=== Activity 1 ===
Answer these questions from the Idomeni camp article.
(a) About how many people are stuck at the Idomeni camp?
(b) What nationality is Hazi Mohammad?
(c) Roughly how many refugees are thought to be stranded in Greece?
=== Activity 2 ===
In the Idomeni camp article, turn the paragraph beginning "Medicins Sans Frontieres (MSF) doctor" into a short bulleted list that keeps its main facts.

=== Passage ===
------------

Refugee crisis: Doctors warn of hypothermia risk in squalid camp on Greece-Macedonia border
Doctors are warning that conditions at a makeshift refugee camp on the Greece-Macedonia border are becoming dangerous for children. Medics at the Idomeni camp say they have seen cases of a whole range of illnesses, including hypothermia.
Around 12,000 people are stuck at the camp after Macedonia tightened their border controls in February. The camp has recently been hit by heavy rainfall, causing swamp-like conditions throughout.
The daughter of Iraqi refugee Hazi Mohammad is one of the children reported ill. "For about two days, anything she eats, water, tea or food, anything at all, after that, after five to ten minutes, she throws it all up," he said.
Many tents have been flooded after the downpour, and food, water and basic supplies are in short supply. Some sanitation facilities are scarce in the camp as well.
Medicins Sans Frontieres (MSF) doctor Cecile Van de Kontinenburg said, "You can clearly see that the living conditions are affecting the health of the children. When it's raining and they don't have shelter, they will be cold, they will catch a cold, they will catch respiratory diseases. When the weather is cold you can see that the cold is really bothering them, we have had a lot of children with hypothermia as well because they didn't have enough shelter."
She added, "The hygienic conditions when there's 12,000 people aren't optimal, so we see a lot of diarrhoeal diseases as well".
It is thought around 30,000 refugees are stranded in Greece, after a number of Balkan countries made it more difficult to cross the border.

------------

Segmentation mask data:
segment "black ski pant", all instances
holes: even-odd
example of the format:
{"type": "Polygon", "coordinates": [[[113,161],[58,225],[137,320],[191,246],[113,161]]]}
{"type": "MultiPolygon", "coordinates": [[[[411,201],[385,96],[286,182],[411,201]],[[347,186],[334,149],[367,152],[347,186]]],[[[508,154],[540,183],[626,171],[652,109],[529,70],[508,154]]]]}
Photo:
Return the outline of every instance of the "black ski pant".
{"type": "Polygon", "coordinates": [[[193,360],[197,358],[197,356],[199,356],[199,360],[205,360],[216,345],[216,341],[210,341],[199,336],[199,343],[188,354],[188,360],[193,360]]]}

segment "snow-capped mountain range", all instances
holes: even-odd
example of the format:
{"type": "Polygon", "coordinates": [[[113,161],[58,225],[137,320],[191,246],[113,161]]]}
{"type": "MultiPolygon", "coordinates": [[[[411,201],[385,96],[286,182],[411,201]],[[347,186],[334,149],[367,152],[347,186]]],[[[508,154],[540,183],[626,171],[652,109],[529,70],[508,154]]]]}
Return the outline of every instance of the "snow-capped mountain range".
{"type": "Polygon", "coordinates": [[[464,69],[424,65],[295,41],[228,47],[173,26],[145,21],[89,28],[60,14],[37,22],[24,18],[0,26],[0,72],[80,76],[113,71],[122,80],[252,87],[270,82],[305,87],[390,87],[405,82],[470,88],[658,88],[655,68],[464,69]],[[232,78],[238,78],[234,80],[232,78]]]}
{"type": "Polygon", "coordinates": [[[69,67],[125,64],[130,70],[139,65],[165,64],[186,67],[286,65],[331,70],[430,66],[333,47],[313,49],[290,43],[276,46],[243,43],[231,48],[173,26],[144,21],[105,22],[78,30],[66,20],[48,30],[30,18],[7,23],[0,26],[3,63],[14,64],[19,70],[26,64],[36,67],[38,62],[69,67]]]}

------------

=== Worked solution 1 ===
(a) Around 12,000
(b) Iraqi
(c) Around 30,000

=== Worked solution 2 ===
- MSF doctor Cecile Van de Kontinenburg says the living conditions are clearly affecting the children's health.
- When it rains and the children have no shelter, they get cold and catch colds and respiratory diseases.
- Cold weather really bothers them.
- Many children have had hypothermia because they lacked enough shelter.